>>>>
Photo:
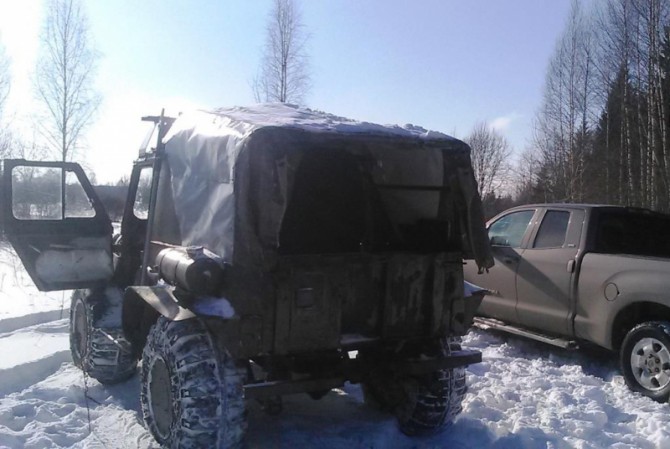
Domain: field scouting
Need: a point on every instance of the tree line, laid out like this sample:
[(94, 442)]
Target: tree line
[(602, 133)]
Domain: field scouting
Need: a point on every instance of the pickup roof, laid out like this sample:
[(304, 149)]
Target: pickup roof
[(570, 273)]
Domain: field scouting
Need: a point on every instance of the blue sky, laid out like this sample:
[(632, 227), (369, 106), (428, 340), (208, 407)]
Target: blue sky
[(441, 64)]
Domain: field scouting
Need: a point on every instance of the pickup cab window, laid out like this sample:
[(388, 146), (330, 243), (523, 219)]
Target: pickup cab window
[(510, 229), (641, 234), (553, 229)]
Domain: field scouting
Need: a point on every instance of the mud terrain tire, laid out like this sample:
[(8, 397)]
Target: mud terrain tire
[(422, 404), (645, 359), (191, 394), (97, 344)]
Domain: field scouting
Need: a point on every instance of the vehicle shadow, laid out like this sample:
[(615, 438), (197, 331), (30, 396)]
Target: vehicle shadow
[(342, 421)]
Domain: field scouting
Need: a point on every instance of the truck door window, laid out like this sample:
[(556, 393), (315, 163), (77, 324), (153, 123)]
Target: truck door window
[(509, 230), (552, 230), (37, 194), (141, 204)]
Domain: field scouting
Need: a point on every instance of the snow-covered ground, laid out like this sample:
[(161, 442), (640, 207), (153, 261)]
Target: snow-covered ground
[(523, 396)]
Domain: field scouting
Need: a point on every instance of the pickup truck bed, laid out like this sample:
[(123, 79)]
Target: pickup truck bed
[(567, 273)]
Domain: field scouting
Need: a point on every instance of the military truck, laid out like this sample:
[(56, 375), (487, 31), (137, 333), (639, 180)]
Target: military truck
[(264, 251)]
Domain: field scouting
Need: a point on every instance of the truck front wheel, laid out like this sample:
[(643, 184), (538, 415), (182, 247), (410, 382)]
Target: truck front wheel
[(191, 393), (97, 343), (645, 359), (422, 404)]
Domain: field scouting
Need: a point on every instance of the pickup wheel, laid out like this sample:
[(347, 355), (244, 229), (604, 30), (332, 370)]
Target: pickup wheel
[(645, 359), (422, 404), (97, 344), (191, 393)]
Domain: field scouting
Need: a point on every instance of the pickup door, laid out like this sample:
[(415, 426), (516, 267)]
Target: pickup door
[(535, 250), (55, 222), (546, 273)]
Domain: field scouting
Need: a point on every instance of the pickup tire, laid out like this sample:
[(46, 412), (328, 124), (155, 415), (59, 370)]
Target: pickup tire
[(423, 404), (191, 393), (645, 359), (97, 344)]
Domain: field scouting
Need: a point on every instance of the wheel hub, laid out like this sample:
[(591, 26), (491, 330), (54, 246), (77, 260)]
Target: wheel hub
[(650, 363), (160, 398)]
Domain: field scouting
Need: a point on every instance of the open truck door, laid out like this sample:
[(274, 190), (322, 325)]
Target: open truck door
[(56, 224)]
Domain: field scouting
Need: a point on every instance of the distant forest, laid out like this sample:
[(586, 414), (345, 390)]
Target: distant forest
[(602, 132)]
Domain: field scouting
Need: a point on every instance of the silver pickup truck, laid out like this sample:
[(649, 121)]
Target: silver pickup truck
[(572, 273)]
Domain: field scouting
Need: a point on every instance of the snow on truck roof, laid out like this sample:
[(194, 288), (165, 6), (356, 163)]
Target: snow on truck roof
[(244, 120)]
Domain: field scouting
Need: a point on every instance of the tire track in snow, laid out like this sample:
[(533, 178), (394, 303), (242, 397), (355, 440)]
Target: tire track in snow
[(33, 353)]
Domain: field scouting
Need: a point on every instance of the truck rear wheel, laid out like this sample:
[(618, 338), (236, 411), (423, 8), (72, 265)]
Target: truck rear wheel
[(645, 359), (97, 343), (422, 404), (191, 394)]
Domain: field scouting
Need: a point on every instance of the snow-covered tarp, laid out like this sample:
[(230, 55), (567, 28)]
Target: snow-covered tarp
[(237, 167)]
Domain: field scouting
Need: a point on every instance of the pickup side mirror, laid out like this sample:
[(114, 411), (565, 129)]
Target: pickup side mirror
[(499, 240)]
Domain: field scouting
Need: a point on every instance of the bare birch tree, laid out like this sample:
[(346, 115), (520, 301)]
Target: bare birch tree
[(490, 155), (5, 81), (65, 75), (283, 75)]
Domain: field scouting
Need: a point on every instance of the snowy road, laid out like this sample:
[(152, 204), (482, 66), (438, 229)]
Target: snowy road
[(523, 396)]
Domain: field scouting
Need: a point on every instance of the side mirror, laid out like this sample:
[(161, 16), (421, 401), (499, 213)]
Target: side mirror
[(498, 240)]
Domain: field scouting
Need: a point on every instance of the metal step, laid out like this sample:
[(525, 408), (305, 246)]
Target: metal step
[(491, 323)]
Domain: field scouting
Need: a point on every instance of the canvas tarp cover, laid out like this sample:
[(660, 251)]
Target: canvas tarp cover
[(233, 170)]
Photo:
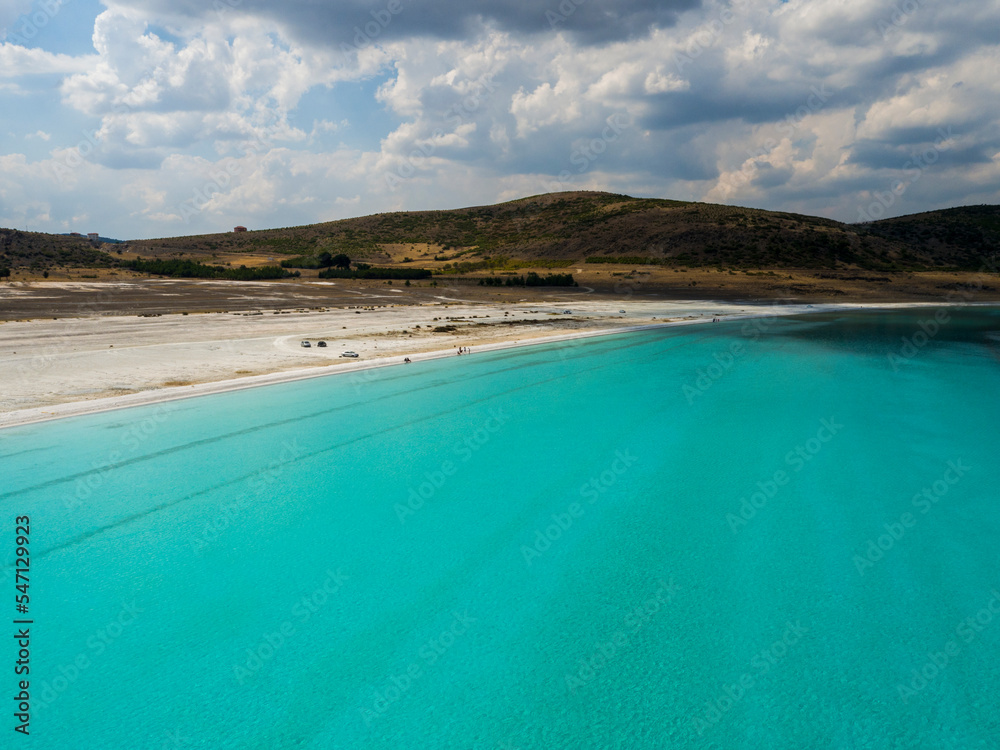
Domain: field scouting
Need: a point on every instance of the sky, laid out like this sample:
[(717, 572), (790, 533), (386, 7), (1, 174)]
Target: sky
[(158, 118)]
<<<<
#### TASK:
From the first line to the last, copy the listing above exactly, dropping all images.

#### TASK ANSWER:
Photo:
Domain: field scouting
Need: a point on every instance of the tree line, laid out like this sample:
[(94, 442)]
Target: tree line
[(602, 133)]
Domain: field scouting
Need: a point on every instance of the pickup roof, laid out like this sample:
[(304, 149)]
Target: pickup roof
[(570, 273)]
Domain: field scouting
Need: a point on every instance of the blue sky, laid out like this sample:
[(632, 227), (369, 106), (428, 340), (208, 407)]
Target: blue sky
[(441, 64)]
Domain: field scouting
Need: a point on every instance of the pickup cab window, laid out like this sample:
[(388, 146), (330, 243), (523, 219)]
Target: pickup cab window
[(510, 229), (641, 234), (553, 229)]
Domain: field scouting
Need: a point on every instance of the mud terrain tire, laid out like this sample:
[(8, 397)]
Target: mud terrain tire
[(422, 404), (645, 359), (191, 394), (97, 344)]
Domain: field scouting
Need: a point on every instance of the vehicle shadow, laid out like this sample:
[(615, 438), (197, 331), (30, 396)]
Target: vehicle shadow
[(342, 421)]
Domain: field scouting
Need: a point on every instance of the truck door window, laid out like this sample:
[(556, 393), (315, 163), (77, 324), (153, 123)]
Target: truck door window
[(509, 230), (552, 230), (37, 194), (141, 204)]
Domain: field scouting
Need: a point on every instance of the snow-covered ground, laid out like this sample:
[(161, 442), (640, 207), (153, 261)]
Target: snow-covered ground
[(523, 396)]
Domain: field scouting
Need: a point on every instance of the pickup truck bed, laid out like this sample:
[(123, 79)]
Target: pickup truck bed
[(567, 273)]
Domain: field scouting
Need: a point on every instance of the military truck, laid out like this sample:
[(56, 375), (487, 31), (137, 333), (639, 180)]
Target: military truck
[(264, 251)]
Domain: field scouting
Need: a point on every instance of the truck front wheel, laid out like this sample:
[(643, 184), (538, 415), (182, 247), (410, 382)]
Target: truck front wheel
[(191, 393), (97, 343), (645, 359), (422, 404)]
Domain: field scouting
Need: a point on every instance of the pickup wheel, laid out like this sample:
[(347, 355), (244, 229), (604, 30), (332, 370)]
Target: pickup wheel
[(645, 359), (422, 404), (97, 344), (191, 393)]
Domain: field scouting
Need: a point on every instance of the pickup door, laid out like this sample:
[(415, 426), (516, 267)]
Target: pickup door
[(535, 250), (55, 222), (546, 273)]
Domain: field scouting
Need: a point on every instance of the pickup tire, laid out like this sample:
[(46, 412), (328, 124), (155, 415), (59, 370)]
Target: pickup tire
[(423, 404), (191, 393), (645, 359), (97, 344)]
Domain: field scouting
Need: a point on every instance of the wheel hub, laid out like this sample:
[(591, 26), (491, 330), (54, 246), (77, 260)]
Target: wheel hub
[(650, 363), (160, 398)]
Domain: field scouting
Need: a point on every instance of the open truck door, laid out like this sample:
[(274, 190), (322, 325)]
Target: open truck door
[(56, 224)]
Domain: field scouting
Need: a point on every instance of the distant forest, laid out like this sample:
[(586, 414), (345, 390)]
Target: distant forest
[(602, 132)]
Domain: field scouting
Need: a point on every instance of the silver pickup truck, laid out like this sample:
[(649, 121)]
Target: silver pickup truck
[(572, 273)]
Domain: field scouting
Need: a point on every instance of the snow on truck roof, laid out like this sample:
[(194, 288), (165, 6), (356, 163)]
Target: snow on truck roof
[(244, 120)]
Domain: field scouting
Need: a point on every instance of the tire track in snow, laid out like this sample:
[(533, 178), (394, 303), (242, 397), (355, 440)]
Target: tire track in snow
[(33, 353)]
Domain: field scouting
Need: a point on every instance of the truck rear wheel, laid out like this sample:
[(618, 338), (236, 411), (423, 8), (72, 265)]
Target: truck rear wheel
[(645, 359), (97, 343), (422, 404), (191, 394)]
Domain: field scouting
Need: a point on every instance of the snow-covered tarp, laid out like this sample:
[(230, 55), (567, 28)]
Target: snow-covered tarp
[(237, 167)]
Domain: field scouting
Need: a point on every instance of the pickup side mirror, laid out like this sample:
[(114, 411), (565, 129)]
Target: pickup side mirror
[(499, 240)]
Domain: field scouting
Need: a point on every instance of the bare birch tree, laid out like this sample:
[(346, 115), (520, 301)]
Target: bare birch tree
[(490, 155), (5, 81), (65, 75), (283, 75)]
Domain: field scouting
Need: a point on every instance of the snowy road, laid out like this sample:
[(152, 204), (482, 66), (438, 229)]
Target: snowy road
[(523, 396)]
Domain: field scouting
Need: a point on every instance of the side mirror, laid out like this sample:
[(161, 16), (421, 401), (499, 213)]
Target: side mirror
[(498, 240)]
Domain: field scouting
Need: a point on every instance of the metal step, laid out like this sample:
[(525, 408), (305, 246)]
Target: metal step
[(491, 323)]
Domain: field scouting
Need: a point on every instance of the canvas tarp cover, laid out like this sample:
[(660, 251)]
Target: canvas tarp cover
[(233, 170)]
Photo:
Domain: field scouting
Need: a point on every instance of the sky, laid out like this sample:
[(717, 572), (790, 533), (386, 7), (1, 174)]
Target: sky
[(158, 118)]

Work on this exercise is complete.